[Data entries]
· · · · ·

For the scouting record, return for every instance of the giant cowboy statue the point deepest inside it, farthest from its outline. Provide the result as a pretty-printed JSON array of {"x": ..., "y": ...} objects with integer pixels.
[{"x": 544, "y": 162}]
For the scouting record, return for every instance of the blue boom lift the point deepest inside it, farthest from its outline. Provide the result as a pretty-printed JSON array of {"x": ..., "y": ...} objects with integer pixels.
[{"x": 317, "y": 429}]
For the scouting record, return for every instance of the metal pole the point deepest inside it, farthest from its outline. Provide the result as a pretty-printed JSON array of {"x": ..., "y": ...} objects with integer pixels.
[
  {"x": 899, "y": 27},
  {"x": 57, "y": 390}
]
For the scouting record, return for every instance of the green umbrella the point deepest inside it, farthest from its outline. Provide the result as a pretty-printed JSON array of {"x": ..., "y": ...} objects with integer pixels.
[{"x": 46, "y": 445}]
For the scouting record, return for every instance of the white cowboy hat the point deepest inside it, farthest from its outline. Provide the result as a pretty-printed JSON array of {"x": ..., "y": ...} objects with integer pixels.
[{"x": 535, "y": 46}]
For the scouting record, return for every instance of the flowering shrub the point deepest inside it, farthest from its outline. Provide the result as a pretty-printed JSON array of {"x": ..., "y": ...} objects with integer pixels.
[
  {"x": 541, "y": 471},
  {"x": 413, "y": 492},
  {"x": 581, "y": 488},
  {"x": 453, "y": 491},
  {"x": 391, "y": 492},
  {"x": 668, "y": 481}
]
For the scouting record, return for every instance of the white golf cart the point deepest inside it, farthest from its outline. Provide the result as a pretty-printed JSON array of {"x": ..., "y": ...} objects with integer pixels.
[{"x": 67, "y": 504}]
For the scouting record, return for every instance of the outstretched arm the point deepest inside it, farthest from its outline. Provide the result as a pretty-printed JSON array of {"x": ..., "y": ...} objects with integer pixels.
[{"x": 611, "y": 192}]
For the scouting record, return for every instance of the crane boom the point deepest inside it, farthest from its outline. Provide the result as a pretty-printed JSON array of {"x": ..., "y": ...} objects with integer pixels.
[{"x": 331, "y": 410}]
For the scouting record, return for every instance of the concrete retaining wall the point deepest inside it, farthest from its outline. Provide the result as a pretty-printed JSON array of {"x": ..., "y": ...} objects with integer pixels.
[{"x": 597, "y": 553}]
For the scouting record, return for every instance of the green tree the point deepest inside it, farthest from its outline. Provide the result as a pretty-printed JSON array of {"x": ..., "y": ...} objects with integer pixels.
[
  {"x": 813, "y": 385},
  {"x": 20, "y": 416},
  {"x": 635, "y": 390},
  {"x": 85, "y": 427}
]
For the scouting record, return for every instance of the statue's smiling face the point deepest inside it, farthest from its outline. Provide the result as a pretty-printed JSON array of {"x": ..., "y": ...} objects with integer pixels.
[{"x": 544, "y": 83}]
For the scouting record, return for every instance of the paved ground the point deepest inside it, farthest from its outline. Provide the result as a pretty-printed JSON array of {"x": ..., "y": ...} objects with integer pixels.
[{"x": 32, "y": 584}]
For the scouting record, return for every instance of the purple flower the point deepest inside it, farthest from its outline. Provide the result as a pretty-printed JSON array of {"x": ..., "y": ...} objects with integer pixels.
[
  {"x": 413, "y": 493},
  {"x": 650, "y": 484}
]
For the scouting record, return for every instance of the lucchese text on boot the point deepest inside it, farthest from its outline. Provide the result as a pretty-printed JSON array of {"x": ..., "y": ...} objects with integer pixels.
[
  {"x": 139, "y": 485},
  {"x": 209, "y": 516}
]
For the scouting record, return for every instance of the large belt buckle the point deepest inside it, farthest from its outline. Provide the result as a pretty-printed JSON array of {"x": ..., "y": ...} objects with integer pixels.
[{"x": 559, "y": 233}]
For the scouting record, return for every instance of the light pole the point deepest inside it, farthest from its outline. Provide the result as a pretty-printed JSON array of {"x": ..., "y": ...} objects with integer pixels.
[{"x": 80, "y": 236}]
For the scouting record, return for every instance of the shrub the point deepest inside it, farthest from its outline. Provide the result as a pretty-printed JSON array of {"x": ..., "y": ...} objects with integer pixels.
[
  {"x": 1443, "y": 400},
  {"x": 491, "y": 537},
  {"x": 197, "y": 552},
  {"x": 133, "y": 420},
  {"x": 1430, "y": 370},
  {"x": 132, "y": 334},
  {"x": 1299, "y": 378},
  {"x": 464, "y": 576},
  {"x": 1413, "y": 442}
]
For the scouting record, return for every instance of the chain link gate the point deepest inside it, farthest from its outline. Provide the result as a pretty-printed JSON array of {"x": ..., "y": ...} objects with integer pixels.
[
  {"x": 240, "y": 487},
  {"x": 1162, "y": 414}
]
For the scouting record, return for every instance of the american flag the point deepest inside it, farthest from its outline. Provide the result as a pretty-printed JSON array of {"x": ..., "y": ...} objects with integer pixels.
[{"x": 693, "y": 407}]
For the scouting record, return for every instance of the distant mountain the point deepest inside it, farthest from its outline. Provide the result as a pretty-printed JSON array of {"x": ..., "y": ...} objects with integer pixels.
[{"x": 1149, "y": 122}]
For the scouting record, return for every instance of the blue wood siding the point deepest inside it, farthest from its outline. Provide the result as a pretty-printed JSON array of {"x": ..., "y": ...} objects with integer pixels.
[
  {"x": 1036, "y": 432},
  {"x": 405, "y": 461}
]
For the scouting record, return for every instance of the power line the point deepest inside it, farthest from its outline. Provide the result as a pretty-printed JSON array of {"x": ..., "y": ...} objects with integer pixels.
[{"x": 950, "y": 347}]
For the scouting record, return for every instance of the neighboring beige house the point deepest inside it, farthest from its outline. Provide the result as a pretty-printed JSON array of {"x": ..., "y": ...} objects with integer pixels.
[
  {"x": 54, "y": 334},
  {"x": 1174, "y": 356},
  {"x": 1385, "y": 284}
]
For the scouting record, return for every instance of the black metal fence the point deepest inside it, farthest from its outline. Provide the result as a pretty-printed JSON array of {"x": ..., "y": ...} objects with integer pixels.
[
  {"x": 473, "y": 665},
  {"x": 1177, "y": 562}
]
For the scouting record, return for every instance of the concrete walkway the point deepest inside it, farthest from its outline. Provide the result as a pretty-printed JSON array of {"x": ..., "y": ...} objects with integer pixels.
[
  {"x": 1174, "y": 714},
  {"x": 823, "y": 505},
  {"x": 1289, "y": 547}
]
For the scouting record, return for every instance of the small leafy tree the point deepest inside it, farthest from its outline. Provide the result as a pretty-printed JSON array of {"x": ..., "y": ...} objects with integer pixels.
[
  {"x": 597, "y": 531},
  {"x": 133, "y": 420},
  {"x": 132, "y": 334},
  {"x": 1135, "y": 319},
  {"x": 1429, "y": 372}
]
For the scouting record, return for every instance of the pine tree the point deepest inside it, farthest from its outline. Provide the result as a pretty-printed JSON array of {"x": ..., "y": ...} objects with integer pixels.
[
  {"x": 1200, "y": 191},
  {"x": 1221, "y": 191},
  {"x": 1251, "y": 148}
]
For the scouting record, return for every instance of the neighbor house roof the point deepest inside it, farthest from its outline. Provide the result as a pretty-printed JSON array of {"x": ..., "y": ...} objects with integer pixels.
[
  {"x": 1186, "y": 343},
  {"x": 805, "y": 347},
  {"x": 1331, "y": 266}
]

· · · · ·

- [EXERCISE PROMPT]: Could you copy out the data in full, exactly as it is written?

- [REPLY]:
For the scouting record, return for every instance of the giant cowboy statue the point deepest inside it, farthest from its outline. Provide the result as a pretty-printed JSON array of {"x": ..., "y": ...} objects with integer pixels.
[{"x": 544, "y": 162}]
For the scouting record, return for every instance of the blue boom lift the point deepest inside it, farthest from its outline. Provide the result as a pretty-printed JSON array of {"x": ..., "y": ...} objects with integer pixels.
[{"x": 317, "y": 429}]
For the scouting record, return for every instance of the metal pole the point deepest inside it, farthest from its outline. Provide the result as a pretty-printed JSON array of {"x": ..., "y": ...} objects with integer pixels.
[
  {"x": 899, "y": 27},
  {"x": 57, "y": 390}
]
For the scouting record, return for every instance of the green umbrella the point deepest inside it, farthest from its outline. Provide the result as a pretty-printed JSON array of {"x": ..., "y": ...} objects with integer pixels.
[{"x": 46, "y": 445}]
For the scouting record, return for every instance of the white cowboy hat the point deepest inside it, farthest from its outline. Provide the result as a pretty-printed JSON array of {"x": ..., "y": ...} objects with integer pixels.
[{"x": 535, "y": 46}]
For the scouting record, return for every instance of the flowering shrub the point deepest inside it, farthest from its outline. Provide the result as a pretty-printed JSON array of {"x": ..., "y": ...} objects with integer pixels.
[
  {"x": 541, "y": 471},
  {"x": 413, "y": 492},
  {"x": 581, "y": 488},
  {"x": 453, "y": 491},
  {"x": 391, "y": 492},
  {"x": 668, "y": 481}
]
For the scouting record, return for every instance of the white golf cart the point deepest inside it, farthest from its outline. Provide the result as a pretty-printed JSON array of {"x": ..., "y": ...} objects with integer pixels.
[{"x": 67, "y": 504}]
For the scouting record, return for every instance of the outstretched arm the point deepest inside it, farthest from its outline. Provide the result as a pretty-printed JSON array of {"x": ..., "y": ...} objects with integer pixels.
[{"x": 611, "y": 192}]
For the scouting record, return for every instance of the crane boom the point deepest inside it, farthest from its outline. Provide the result as a pretty-printed JSON array of {"x": ..., "y": ...} objects with integer pixels.
[{"x": 331, "y": 410}]
For the scouting record, return for every instance of the concrete retaining wall the point deepest inside it, farthest from its outline. Provide the result as a pretty-printed JSON array of {"x": ..., "y": ...} objects with integer pixels.
[{"x": 597, "y": 553}]
For the scouting record, return for every instance of the green tree the point deepest inside it, farthest from its outline. Provide the result as a pretty-printed JSON array of {"x": ..., "y": ...} objects with integer pixels.
[
  {"x": 813, "y": 385},
  {"x": 20, "y": 416},
  {"x": 635, "y": 390},
  {"x": 85, "y": 427}
]
For the scouting record, return for every instance of the statue's smiling face the point deepest inside it, farthest from its outline. Provide the result as a pretty-printed JSON array of {"x": ..., "y": ...} objects with integer pixels.
[{"x": 544, "y": 83}]
For the scouting record, return for every instance of the paved ground the point deepest inside it, farthest from its outline. Provide the result as a pretty-printed JSON array of {"x": ..., "y": ...} objects with integer pixels.
[{"x": 32, "y": 584}]
For the scouting record, return for every instance of the purple flower the point deepest inside it, farthest from its outline. Provide the result as a pretty-printed JSON array of {"x": ..., "y": ...} objects with integer pixels.
[
  {"x": 413, "y": 493},
  {"x": 650, "y": 484}
]
For the scouting record, return for every instance of the lucchese text on boot the point deepest inside it, farthest from its outline. Provide the result as a pretty-printed JSON array of {"x": ..., "y": ...} objects with integer pixels.
[
  {"x": 139, "y": 485},
  {"x": 209, "y": 516}
]
For the scouting record, return for every instance of the large belt buckle the point deepest inside it, farthest from its outline. Provide the result as a pretty-printed JSON array of {"x": ..., "y": ...} objects with integer pixels.
[{"x": 559, "y": 233}]
For the scouting record, return for every instance of the light pole the point deepest inside it, farthest from its outline. Provide the result as a pretty-printed JSON array of {"x": ..., "y": ...} objects with integer pixels.
[{"x": 80, "y": 236}]
For the scouting record, return for every instance of the shrub the point deepest inside it, farthest from its outline. Provide the result as a pretty-printed JSON array of {"x": ..., "y": ...} objects with integer pixels.
[
  {"x": 1443, "y": 400},
  {"x": 491, "y": 537},
  {"x": 197, "y": 552},
  {"x": 133, "y": 420},
  {"x": 1430, "y": 370},
  {"x": 132, "y": 334},
  {"x": 1299, "y": 378},
  {"x": 464, "y": 576},
  {"x": 1413, "y": 442}
]
For the scouting record, return for every instance of the chain link gate the point deepest inside it, farthest from its outline. Provide the result as a pretty-printed JSON array of {"x": ..., "y": ...} objects with integer pixels.
[
  {"x": 240, "y": 487},
  {"x": 1162, "y": 414}
]
For the scouting record, return for every instance of the american flag the point deepest inside it, farthest from its outline. Provide the result as a pretty-printed JSON array of {"x": ..., "y": ...} objects with integer pixels.
[{"x": 693, "y": 407}]
For the scouting record, return for every instance of the distant mountain the point deepest inside it, farthest from its outline. Provide the result as a pretty-printed JSON array of {"x": ..., "y": ...} objects with integer pixels.
[{"x": 1149, "y": 122}]
For the scouting record, return for every instance of the blue wood siding the point deepest inside it, farthest from its outline. Provide the result as a pretty-printed JSON array of {"x": ..., "y": ...} objects with integer pixels.
[
  {"x": 1036, "y": 432},
  {"x": 405, "y": 461}
]
For the scouting record, return for every instance of the power line the point deepest inside it, farthest from its outline. Provide the result as a pretty-printed JSON array of {"x": ..., "y": ...} objects with integer pixels.
[{"x": 950, "y": 347}]
For the scouting record, return for every instance of the neighboring beige house the point deepest inside it, farthest from its outline. Provide the result as a pretty-printed JSON array of {"x": ..., "y": ...} objects with integer pixels.
[
  {"x": 54, "y": 334},
  {"x": 1174, "y": 356},
  {"x": 1385, "y": 284}
]
For the scouting record, return for every instance of the black metal fence the point deepest inside it, farthest from its outline. Provide the result as a pretty-printed JSON array of {"x": ..., "y": ...} objects with integer pixels.
[
  {"x": 473, "y": 665},
  {"x": 1177, "y": 562}
]
For the scouting record, return for every instance of the concrete walkway the point deepest inside it, farthest from its outline. Provide the result as a pretty-printed JSON array of {"x": ..., "y": ...} objects with integer pixels.
[
  {"x": 1174, "y": 714},
  {"x": 823, "y": 505},
  {"x": 1289, "y": 547}
]
For the scouting record, return for every instance of the small leafy tree the point deepest inside it, farthest from its outline. Provide the result as a pretty-printed JSON array of {"x": ..., "y": ...} objects with integer pixels.
[
  {"x": 597, "y": 531},
  {"x": 133, "y": 420},
  {"x": 132, "y": 334},
  {"x": 1135, "y": 319},
  {"x": 1429, "y": 372}
]
For the scouting record, return for every instance of the pine tree the point deepest inside it, farthest from its outline. Provide the result as a pretty-printed JSON array of {"x": ..., "y": ...} objects with integer pixels.
[
  {"x": 1200, "y": 191},
  {"x": 1221, "y": 191},
  {"x": 1251, "y": 148}
]
For the scouting record, return for every instance of the neighbor house roof the point deepest inside it, farthest from its outline. Provide the result as a pretty-printed JSON array of {"x": ..., "y": ...} objects with integer pixels.
[
  {"x": 1186, "y": 343},
  {"x": 805, "y": 347},
  {"x": 1331, "y": 266}
]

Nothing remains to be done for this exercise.